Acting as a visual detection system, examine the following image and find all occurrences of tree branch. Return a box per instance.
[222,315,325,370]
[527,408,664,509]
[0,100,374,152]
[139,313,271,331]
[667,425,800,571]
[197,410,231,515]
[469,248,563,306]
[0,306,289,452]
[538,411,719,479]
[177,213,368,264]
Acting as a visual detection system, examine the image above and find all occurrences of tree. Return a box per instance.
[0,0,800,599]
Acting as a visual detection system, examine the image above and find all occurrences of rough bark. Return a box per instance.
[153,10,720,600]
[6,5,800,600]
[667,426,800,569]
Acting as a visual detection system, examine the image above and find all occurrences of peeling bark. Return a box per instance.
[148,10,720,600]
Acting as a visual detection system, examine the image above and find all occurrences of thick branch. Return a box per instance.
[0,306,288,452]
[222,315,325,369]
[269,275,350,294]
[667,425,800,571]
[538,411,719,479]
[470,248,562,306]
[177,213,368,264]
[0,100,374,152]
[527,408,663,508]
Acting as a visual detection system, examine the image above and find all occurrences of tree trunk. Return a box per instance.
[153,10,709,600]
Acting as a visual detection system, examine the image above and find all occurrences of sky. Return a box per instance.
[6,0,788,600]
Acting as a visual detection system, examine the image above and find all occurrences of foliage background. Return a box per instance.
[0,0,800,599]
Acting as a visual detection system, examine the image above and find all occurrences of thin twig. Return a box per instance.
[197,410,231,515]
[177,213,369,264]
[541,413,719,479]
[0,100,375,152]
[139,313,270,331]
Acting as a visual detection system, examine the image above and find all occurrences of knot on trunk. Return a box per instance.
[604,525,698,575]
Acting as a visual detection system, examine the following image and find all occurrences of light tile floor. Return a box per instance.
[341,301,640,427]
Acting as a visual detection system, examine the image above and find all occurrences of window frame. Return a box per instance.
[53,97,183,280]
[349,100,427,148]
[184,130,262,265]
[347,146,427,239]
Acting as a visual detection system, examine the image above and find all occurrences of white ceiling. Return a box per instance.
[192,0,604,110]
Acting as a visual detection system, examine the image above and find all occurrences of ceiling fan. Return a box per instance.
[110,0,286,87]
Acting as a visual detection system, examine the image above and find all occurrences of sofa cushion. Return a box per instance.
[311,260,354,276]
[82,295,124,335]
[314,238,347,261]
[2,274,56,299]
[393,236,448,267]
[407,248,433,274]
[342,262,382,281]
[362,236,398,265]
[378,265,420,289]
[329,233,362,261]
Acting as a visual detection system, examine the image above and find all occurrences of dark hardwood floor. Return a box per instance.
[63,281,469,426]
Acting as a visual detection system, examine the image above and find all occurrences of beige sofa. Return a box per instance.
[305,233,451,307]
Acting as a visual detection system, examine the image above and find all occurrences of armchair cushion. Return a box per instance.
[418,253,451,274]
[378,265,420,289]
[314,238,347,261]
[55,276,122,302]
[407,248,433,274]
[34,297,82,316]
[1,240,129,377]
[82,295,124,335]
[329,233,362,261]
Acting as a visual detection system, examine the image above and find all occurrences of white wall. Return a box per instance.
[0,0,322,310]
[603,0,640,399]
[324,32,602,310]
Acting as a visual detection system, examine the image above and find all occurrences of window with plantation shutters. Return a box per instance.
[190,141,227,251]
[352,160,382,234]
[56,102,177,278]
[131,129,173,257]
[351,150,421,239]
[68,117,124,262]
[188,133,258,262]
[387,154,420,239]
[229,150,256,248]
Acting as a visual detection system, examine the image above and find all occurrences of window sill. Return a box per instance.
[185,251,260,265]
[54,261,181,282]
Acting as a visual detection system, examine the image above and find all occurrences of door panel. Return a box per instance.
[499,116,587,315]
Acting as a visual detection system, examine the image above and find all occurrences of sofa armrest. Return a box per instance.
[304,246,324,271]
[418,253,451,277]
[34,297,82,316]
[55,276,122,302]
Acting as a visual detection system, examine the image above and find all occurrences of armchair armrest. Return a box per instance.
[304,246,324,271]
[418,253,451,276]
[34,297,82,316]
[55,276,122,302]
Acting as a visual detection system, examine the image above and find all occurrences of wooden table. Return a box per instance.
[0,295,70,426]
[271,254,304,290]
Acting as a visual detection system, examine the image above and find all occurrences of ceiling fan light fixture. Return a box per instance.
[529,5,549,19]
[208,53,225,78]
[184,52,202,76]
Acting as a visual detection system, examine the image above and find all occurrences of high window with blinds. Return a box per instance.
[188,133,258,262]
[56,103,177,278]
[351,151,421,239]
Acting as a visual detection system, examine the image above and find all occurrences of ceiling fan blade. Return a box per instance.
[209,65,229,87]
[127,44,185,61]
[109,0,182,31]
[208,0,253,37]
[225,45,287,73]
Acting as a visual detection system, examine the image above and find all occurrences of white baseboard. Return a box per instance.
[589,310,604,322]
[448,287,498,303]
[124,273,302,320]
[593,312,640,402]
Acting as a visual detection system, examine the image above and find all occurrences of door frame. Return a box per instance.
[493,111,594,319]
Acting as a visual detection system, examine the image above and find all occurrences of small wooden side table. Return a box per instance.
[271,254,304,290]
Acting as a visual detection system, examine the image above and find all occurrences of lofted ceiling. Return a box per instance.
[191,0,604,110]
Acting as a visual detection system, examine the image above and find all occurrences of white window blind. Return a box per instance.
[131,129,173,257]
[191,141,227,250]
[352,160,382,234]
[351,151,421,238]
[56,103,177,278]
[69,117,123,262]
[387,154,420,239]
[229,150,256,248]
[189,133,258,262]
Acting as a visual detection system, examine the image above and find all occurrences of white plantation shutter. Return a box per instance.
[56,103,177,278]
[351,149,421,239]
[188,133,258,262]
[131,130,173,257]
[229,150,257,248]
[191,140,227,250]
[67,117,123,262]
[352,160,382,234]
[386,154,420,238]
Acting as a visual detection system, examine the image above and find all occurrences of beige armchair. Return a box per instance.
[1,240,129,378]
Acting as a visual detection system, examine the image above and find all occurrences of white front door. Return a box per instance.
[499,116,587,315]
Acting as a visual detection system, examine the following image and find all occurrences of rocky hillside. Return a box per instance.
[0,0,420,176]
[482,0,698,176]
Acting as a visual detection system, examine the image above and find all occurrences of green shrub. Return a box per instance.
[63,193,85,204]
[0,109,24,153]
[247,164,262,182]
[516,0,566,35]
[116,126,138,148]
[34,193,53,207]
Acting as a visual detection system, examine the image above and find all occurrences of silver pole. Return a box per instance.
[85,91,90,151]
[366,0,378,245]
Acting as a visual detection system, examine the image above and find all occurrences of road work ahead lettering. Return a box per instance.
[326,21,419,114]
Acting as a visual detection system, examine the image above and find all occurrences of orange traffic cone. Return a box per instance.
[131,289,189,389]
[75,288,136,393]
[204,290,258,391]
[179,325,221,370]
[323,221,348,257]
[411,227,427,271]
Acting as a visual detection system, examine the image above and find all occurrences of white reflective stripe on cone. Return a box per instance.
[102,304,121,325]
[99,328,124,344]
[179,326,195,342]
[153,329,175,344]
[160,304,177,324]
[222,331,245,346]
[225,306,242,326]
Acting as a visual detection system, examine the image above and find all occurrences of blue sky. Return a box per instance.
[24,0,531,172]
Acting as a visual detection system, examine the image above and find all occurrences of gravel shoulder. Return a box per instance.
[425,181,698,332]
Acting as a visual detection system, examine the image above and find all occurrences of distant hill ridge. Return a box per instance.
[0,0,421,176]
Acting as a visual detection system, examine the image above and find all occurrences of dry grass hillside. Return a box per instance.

____________

- _REQUEST_
Render everything from the line containing "armchair. Return a box per instance." down to the line containing "[24,0,531,172]" in the records above as a JSON list of strings, one string per line, with blank lines omitted.

- _WRITTEN SOLUTION_
[
  "Acting as a visual detection system, examine the image above and find all occurrences of beige armchair. Return a box per instance.",
  "[1,240,129,378]",
  "Acting as a visual detection system, examine the image above and find all occurrences of white front door. Return a box per instance.",
  "[499,116,587,315]",
  "Acting as a visual detection system, examine the following image and find all occurrences of rocky hillside. Return a box per instance.",
  "[0,0,420,176]",
  "[482,0,698,176]",
  "Acting as a visual detection system, examine the image above and find all occurrences of green shrub. Return a box per instance.",
  "[63,193,85,204]",
  "[0,109,24,153]",
  "[247,164,262,182]",
  "[516,0,566,35]",
  "[116,126,138,148]",
  "[34,193,53,207]",
  "Acting as a visual detection system, examine the image above and find all occurrences of silver pole. Return a box per instance.",
  "[85,91,90,151]",
  "[366,0,378,245]",
  "Acting as a visual detection system, examine the image above and find all occurrences of road work ahead lettering. Return a box per instance.",
  "[326,21,419,114]",
  "Acting as a visual detection system, examine the image above and find all occurrences of orange traffic cone. Return a box per instance.",
  "[131,289,189,389]",
  "[75,288,136,393]",
  "[204,290,258,391]",
  "[179,325,221,370]",
  "[323,221,348,257]",
  "[411,227,427,271]",
  "Acting as a visual detection system, examine the image above and find all occurrences of white reflective stripe on cone. Return a box per instance.",
  "[102,304,121,325]",
  "[99,328,124,344]",
  "[179,326,195,342]",
  "[153,329,175,344]",
  "[160,304,177,324]",
  "[222,331,245,346]",
  "[225,306,242,326]",
  "Acting as a visual detection system, examine the image above and find all occurrences of blue sky. Return a box per instance.",
  "[24,0,531,172]"
]